* [Given task]: Output the rows from the line containing "Please provide the mask of every instance of the car" through the line containing "66 44 L 67 57", both included, as a JSON list of strings with one string per line and blank lines omitted.

--- begin Available records ---

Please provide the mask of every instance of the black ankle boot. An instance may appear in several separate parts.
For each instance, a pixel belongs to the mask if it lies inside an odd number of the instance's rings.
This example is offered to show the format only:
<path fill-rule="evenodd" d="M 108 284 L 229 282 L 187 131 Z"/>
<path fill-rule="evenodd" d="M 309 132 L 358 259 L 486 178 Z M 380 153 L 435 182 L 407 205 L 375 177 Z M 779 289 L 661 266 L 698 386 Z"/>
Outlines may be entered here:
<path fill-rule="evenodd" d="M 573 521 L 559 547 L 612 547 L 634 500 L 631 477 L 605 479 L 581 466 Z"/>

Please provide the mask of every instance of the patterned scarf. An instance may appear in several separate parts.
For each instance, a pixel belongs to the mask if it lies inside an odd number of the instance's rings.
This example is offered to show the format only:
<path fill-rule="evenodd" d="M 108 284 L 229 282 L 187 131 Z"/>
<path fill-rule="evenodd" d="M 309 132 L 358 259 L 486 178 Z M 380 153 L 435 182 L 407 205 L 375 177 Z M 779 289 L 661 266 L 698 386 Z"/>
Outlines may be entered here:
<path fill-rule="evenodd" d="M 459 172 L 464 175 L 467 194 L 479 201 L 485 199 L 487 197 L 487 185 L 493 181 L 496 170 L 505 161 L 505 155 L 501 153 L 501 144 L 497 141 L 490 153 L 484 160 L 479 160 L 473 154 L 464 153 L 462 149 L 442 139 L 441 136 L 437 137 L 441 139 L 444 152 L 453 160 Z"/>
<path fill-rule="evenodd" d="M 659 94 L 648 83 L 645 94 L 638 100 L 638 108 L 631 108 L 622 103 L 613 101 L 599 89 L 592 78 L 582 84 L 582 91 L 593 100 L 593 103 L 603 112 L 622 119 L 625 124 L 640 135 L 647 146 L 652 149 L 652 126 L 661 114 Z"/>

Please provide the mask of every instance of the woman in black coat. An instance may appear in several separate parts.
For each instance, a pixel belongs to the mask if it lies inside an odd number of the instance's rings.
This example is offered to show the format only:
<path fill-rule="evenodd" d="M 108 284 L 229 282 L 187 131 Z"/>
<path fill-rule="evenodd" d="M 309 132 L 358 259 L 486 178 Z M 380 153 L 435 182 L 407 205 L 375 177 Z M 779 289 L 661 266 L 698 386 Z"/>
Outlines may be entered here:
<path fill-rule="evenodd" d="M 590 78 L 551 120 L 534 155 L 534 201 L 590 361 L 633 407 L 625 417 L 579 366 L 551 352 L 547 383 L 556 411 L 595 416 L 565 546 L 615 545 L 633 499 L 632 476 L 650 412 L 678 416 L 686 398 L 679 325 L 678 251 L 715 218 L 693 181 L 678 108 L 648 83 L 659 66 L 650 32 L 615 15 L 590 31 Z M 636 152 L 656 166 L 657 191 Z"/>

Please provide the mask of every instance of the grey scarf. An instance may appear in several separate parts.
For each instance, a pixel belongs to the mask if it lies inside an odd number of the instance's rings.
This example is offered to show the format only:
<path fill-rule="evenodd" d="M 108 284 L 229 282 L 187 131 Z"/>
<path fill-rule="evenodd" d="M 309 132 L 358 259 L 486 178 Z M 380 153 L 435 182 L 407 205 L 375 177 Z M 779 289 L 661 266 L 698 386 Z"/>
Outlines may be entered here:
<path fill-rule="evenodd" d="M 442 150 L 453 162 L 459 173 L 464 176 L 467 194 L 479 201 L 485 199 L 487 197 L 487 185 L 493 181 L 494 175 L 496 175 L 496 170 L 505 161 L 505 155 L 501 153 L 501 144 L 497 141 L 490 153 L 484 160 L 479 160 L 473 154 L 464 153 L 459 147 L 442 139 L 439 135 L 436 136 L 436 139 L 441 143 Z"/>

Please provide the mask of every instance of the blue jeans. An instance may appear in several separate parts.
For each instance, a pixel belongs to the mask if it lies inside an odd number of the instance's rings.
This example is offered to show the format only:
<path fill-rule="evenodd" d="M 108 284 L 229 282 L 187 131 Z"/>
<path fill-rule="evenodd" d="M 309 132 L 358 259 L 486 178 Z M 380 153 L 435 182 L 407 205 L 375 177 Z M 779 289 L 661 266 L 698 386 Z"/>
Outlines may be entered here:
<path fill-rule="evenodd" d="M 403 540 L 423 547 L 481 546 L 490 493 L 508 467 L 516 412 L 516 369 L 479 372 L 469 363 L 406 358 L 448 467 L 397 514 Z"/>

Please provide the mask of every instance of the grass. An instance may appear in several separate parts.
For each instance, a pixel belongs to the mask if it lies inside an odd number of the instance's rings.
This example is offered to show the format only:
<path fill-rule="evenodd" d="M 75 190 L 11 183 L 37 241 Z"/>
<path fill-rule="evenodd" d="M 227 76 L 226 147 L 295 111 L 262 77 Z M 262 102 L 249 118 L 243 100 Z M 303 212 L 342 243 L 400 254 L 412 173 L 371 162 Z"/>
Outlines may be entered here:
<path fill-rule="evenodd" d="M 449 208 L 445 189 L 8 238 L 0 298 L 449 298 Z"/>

--- end Available records ---
--- begin Available records ---

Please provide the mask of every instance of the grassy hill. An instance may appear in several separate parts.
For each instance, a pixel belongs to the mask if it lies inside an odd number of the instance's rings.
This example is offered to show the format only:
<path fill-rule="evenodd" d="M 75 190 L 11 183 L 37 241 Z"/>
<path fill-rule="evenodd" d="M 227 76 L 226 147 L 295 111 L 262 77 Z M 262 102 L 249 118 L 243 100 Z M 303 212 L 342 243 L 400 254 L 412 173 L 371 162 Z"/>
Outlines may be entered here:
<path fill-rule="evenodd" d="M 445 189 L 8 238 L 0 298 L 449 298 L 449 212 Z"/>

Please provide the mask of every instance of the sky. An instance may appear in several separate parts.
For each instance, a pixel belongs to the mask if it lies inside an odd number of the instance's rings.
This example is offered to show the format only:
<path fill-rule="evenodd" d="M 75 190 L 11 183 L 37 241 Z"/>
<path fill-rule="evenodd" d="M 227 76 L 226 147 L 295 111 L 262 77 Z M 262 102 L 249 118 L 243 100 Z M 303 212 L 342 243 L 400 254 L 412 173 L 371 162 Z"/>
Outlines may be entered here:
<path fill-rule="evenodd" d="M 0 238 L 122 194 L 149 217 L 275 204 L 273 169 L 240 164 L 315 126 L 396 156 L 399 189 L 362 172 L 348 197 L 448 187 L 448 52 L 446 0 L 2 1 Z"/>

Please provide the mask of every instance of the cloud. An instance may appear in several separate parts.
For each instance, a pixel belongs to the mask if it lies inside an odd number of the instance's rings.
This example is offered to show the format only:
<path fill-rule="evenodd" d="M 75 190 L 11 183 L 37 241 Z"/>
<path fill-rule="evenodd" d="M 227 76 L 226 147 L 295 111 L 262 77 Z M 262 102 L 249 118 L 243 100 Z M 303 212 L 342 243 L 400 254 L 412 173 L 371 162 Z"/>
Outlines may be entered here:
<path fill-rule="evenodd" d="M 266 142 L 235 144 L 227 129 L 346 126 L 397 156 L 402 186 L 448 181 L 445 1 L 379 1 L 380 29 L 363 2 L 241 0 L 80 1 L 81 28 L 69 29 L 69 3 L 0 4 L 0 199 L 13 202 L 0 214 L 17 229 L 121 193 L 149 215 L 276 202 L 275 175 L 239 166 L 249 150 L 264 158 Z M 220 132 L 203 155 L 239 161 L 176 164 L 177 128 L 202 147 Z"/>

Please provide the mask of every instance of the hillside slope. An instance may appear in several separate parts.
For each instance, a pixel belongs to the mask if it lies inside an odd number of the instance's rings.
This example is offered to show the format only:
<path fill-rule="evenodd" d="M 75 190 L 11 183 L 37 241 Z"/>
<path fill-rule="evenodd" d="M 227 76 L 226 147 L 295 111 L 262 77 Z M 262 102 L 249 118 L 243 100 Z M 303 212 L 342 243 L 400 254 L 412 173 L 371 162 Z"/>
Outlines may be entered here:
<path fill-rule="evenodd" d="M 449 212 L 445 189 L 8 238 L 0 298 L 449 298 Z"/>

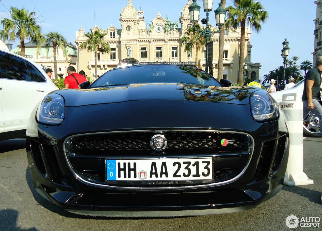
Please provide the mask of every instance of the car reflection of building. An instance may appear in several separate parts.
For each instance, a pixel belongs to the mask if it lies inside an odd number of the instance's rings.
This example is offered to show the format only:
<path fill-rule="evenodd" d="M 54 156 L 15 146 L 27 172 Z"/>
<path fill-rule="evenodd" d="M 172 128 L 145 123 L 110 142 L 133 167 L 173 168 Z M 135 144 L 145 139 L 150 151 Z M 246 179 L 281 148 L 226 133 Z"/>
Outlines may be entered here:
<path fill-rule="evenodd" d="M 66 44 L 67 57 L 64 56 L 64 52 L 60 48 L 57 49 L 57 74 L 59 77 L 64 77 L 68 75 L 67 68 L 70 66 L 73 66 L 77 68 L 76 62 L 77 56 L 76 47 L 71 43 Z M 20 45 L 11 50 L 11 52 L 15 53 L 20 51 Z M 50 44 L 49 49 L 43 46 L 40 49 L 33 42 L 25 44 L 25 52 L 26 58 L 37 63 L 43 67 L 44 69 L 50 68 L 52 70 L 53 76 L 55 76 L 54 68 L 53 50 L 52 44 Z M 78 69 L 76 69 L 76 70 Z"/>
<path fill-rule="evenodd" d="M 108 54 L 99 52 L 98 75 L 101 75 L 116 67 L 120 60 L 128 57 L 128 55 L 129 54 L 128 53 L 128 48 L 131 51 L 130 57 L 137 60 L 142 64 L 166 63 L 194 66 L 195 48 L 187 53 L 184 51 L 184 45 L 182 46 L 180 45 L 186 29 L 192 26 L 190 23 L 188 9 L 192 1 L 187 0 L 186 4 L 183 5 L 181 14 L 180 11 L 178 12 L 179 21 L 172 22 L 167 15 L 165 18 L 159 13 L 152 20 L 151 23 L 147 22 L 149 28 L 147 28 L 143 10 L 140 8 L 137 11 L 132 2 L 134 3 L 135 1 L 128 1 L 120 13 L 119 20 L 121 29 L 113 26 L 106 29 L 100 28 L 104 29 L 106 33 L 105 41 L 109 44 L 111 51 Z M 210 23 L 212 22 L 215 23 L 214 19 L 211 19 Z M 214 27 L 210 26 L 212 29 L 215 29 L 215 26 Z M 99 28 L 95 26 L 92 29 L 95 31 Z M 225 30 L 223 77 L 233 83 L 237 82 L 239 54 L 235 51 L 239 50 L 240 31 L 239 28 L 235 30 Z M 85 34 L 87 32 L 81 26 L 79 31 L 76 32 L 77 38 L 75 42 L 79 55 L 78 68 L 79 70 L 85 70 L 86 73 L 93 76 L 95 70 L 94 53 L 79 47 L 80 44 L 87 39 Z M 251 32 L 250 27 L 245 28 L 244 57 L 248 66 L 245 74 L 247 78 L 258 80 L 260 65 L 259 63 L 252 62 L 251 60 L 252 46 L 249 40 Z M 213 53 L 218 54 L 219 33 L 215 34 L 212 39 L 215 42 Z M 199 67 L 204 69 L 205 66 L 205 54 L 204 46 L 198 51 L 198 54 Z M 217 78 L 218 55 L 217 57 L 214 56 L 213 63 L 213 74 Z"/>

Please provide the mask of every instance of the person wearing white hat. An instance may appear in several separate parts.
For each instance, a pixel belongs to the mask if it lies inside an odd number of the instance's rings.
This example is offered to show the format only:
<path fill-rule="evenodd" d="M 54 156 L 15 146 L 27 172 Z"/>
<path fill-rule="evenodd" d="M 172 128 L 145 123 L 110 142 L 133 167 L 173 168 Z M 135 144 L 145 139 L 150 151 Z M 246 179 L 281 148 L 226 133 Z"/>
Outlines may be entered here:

--- end Available records ---

* [Full response]:
[
  "Please provide the mask of every instance of the car reflection of building. An instance may appear in several separate parts.",
  "For each instance, a pixel belongs to the mask if it lies inside an odd number of the instance's rings.",
  "This example is offered to show the format only:",
  "<path fill-rule=\"evenodd\" d=\"M 54 156 L 15 146 L 27 172 Z\"/>",
  "<path fill-rule=\"evenodd\" d=\"M 172 128 L 145 123 L 110 142 L 133 167 L 173 168 Z M 135 144 L 145 139 L 150 151 Z M 246 179 L 281 148 L 226 133 Z\"/>",
  "Outlines may be entered here:",
  "<path fill-rule=\"evenodd\" d=\"M 66 44 L 67 57 L 64 56 L 64 52 L 60 48 L 57 49 L 57 74 L 59 77 L 64 77 L 68 75 L 67 68 L 70 66 L 73 66 L 77 68 L 76 62 L 77 56 L 76 47 L 71 43 Z M 20 45 L 11 50 L 11 52 L 15 53 L 20 51 Z M 50 44 L 49 49 L 43 46 L 40 49 L 33 42 L 25 44 L 25 52 L 26 58 L 37 63 L 43 67 L 44 69 L 50 68 L 52 70 L 53 76 L 55 76 L 54 68 L 53 50 L 52 44 Z M 78 69 L 76 69 L 76 70 Z\"/>"
]